[Recorded data]
--------------------

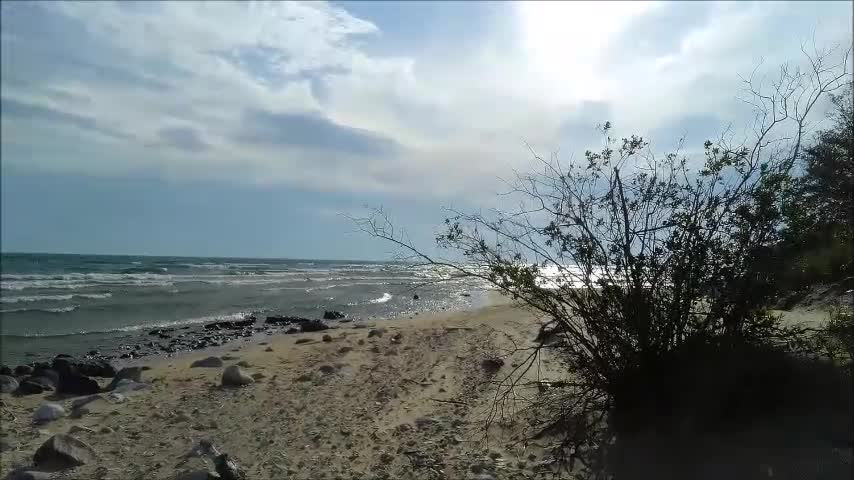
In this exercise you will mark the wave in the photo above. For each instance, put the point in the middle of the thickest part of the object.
(67, 309)
(386, 297)
(53, 298)
(136, 328)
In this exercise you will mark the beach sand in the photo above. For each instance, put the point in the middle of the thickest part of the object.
(407, 404)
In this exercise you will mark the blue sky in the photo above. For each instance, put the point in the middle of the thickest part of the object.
(247, 129)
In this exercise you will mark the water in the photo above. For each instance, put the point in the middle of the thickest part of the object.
(71, 303)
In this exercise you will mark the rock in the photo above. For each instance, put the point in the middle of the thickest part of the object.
(53, 375)
(333, 315)
(313, 326)
(126, 386)
(283, 320)
(132, 373)
(91, 367)
(194, 475)
(425, 422)
(492, 365)
(63, 451)
(75, 383)
(28, 475)
(7, 444)
(115, 397)
(79, 402)
(33, 385)
(247, 321)
(228, 469)
(48, 412)
(210, 362)
(80, 429)
(376, 332)
(234, 377)
(8, 384)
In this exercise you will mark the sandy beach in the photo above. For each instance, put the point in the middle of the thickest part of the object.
(382, 399)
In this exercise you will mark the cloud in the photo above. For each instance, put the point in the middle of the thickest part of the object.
(312, 131)
(183, 138)
(373, 98)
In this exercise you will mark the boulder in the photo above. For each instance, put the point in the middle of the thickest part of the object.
(8, 384)
(210, 362)
(132, 373)
(233, 376)
(313, 326)
(53, 375)
(63, 451)
(90, 367)
(376, 332)
(48, 412)
(74, 383)
(333, 315)
(283, 320)
(247, 321)
(28, 475)
(33, 385)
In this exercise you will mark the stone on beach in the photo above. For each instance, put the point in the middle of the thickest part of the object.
(63, 451)
(48, 412)
(233, 376)
(8, 384)
(209, 362)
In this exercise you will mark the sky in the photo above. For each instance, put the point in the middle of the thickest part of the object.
(248, 129)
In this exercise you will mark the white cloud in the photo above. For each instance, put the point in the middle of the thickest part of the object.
(192, 74)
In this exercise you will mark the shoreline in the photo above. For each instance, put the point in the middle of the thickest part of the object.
(393, 399)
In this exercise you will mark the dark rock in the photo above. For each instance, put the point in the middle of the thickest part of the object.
(247, 321)
(133, 373)
(48, 412)
(77, 384)
(377, 332)
(233, 376)
(90, 367)
(333, 315)
(283, 320)
(209, 362)
(53, 375)
(492, 364)
(28, 475)
(8, 384)
(313, 326)
(228, 469)
(63, 451)
(34, 385)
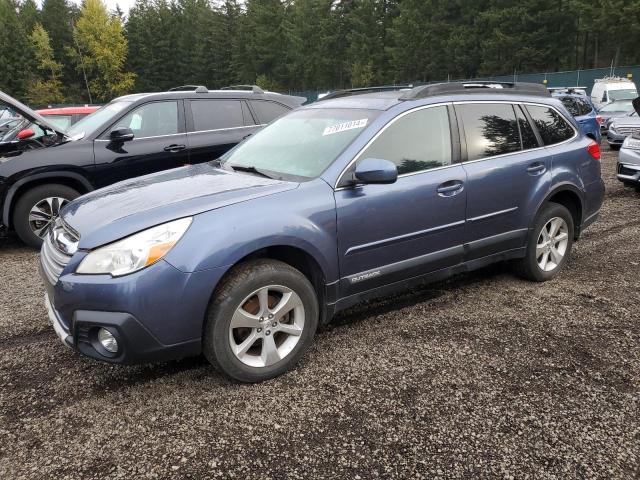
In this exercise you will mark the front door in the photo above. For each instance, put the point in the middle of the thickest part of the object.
(159, 143)
(388, 233)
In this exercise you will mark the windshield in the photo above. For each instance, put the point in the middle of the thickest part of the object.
(301, 144)
(95, 120)
(619, 106)
(629, 94)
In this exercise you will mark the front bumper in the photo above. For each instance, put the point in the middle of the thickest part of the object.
(156, 314)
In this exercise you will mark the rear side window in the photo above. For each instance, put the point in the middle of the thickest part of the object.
(529, 139)
(216, 114)
(490, 129)
(571, 105)
(268, 111)
(419, 140)
(550, 124)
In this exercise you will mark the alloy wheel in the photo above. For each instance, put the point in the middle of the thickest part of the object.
(552, 244)
(43, 213)
(266, 326)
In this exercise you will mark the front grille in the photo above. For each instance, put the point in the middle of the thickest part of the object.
(52, 257)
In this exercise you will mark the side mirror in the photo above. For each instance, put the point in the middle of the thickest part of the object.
(375, 170)
(26, 133)
(122, 134)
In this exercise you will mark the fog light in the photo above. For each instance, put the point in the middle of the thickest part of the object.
(107, 340)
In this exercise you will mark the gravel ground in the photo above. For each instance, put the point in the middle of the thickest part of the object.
(484, 375)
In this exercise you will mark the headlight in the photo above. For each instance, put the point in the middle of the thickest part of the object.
(632, 143)
(135, 252)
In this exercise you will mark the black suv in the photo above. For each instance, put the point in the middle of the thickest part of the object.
(131, 136)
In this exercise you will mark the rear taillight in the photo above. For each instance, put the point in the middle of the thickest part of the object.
(594, 150)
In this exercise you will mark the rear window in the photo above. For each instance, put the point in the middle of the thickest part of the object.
(550, 124)
(216, 114)
(268, 111)
(490, 129)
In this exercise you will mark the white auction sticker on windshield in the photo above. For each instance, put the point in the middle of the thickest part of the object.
(341, 127)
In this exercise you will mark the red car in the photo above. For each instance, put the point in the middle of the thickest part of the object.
(66, 116)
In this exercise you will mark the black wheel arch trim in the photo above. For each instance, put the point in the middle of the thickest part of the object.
(53, 175)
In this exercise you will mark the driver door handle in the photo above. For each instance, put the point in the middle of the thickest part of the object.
(174, 148)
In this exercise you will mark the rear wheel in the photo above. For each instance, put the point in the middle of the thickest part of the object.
(36, 209)
(261, 321)
(548, 244)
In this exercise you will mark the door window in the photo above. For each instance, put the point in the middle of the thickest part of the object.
(216, 114)
(490, 129)
(418, 141)
(268, 111)
(152, 120)
(550, 124)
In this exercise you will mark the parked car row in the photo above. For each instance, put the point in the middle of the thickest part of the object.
(356, 196)
(45, 165)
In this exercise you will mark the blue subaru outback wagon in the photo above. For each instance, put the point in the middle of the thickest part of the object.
(343, 200)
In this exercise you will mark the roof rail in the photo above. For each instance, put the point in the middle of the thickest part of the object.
(188, 88)
(486, 86)
(359, 91)
(253, 88)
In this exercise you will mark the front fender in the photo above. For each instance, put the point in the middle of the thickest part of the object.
(303, 218)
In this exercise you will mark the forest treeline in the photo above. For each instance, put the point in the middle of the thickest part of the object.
(63, 53)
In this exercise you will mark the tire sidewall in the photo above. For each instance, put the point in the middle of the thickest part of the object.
(26, 202)
(219, 319)
(548, 212)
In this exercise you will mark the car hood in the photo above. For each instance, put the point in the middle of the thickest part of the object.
(27, 113)
(114, 212)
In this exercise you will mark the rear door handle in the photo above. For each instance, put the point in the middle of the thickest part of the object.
(174, 148)
(450, 188)
(536, 169)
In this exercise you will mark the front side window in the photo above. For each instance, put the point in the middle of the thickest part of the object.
(550, 124)
(301, 144)
(490, 129)
(417, 141)
(216, 114)
(268, 111)
(152, 120)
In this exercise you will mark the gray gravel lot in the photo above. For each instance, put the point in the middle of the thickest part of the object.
(485, 375)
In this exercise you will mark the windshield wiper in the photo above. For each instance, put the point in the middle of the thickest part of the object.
(249, 169)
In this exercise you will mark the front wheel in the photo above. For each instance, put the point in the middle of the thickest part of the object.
(36, 210)
(548, 244)
(261, 321)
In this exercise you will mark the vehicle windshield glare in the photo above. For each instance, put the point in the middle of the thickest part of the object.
(628, 94)
(95, 120)
(303, 143)
(619, 106)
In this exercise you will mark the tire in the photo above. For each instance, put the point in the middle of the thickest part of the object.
(31, 199)
(244, 287)
(530, 266)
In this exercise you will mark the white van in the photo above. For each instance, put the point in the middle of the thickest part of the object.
(610, 89)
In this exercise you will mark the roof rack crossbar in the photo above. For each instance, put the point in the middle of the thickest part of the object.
(359, 91)
(253, 88)
(188, 88)
(486, 87)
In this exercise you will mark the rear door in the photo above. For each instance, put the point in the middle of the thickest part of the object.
(215, 126)
(507, 170)
(159, 143)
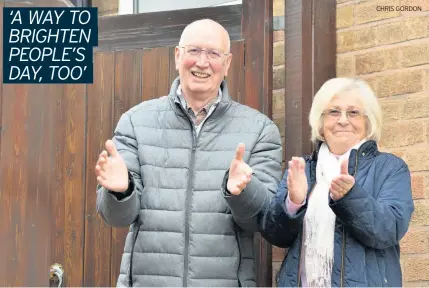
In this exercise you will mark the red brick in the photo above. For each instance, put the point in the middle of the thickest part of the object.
(366, 11)
(403, 133)
(417, 157)
(416, 106)
(420, 216)
(278, 35)
(416, 268)
(415, 241)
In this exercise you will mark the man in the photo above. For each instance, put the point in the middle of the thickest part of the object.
(192, 210)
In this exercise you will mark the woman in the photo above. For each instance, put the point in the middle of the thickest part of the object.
(343, 210)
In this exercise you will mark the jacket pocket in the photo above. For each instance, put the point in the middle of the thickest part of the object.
(381, 262)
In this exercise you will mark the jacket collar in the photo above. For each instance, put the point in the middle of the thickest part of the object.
(221, 108)
(368, 149)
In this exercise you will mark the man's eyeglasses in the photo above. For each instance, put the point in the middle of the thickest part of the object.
(350, 114)
(212, 54)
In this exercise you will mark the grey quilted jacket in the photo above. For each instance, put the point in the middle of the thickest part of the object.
(185, 228)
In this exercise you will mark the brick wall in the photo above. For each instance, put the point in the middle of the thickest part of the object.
(391, 51)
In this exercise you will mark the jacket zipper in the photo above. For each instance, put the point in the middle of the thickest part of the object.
(188, 200)
(343, 244)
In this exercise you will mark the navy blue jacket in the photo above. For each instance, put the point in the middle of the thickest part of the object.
(371, 220)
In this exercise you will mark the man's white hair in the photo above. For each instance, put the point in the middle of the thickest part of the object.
(182, 38)
(335, 86)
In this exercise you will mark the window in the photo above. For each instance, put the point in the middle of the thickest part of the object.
(146, 6)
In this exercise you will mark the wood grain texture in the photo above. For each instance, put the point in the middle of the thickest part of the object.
(128, 91)
(298, 76)
(156, 73)
(161, 29)
(98, 235)
(310, 51)
(257, 32)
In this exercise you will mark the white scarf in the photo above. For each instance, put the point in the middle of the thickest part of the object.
(319, 220)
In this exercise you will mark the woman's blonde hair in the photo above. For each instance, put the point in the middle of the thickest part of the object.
(335, 86)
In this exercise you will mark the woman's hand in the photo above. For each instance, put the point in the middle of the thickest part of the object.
(297, 180)
(342, 184)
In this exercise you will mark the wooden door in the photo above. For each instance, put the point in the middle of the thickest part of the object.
(51, 136)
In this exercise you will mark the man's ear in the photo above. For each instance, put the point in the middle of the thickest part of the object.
(228, 63)
(177, 57)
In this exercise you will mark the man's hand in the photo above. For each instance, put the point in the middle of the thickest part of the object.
(239, 172)
(342, 184)
(112, 173)
(297, 180)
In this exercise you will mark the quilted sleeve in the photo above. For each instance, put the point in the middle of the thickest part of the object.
(277, 226)
(379, 222)
(115, 209)
(265, 160)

--------------------

* Required action *
Set down exactly, and only, the lines from the one with "In this exercise you will mark the woman's hand" to the final line of the data.

* Exercise result *
In this exercise you will mark the woman's hand in the photo above. For each instance, put the point in the middle of the thickest part of the object.
(297, 180)
(342, 184)
In this exercise you will mark the wooden door in the photo above. For each instance, put the point in the middle of the thickest part of the object.
(51, 136)
In this exercise you will mark the man's ear in the photo above. For each instance, put the point in the middle of the thickest part of the object.
(228, 63)
(177, 57)
In this exercise you will mark the man's hand in the photo above. For each instance, put the point in the middle of the thickest part of the object.
(239, 172)
(342, 184)
(112, 173)
(297, 180)
In this exercise you will mark the quilted sleeve in the photo above. For each instance, put the point in the middle of the thickest part of the object.
(277, 226)
(379, 222)
(115, 209)
(265, 160)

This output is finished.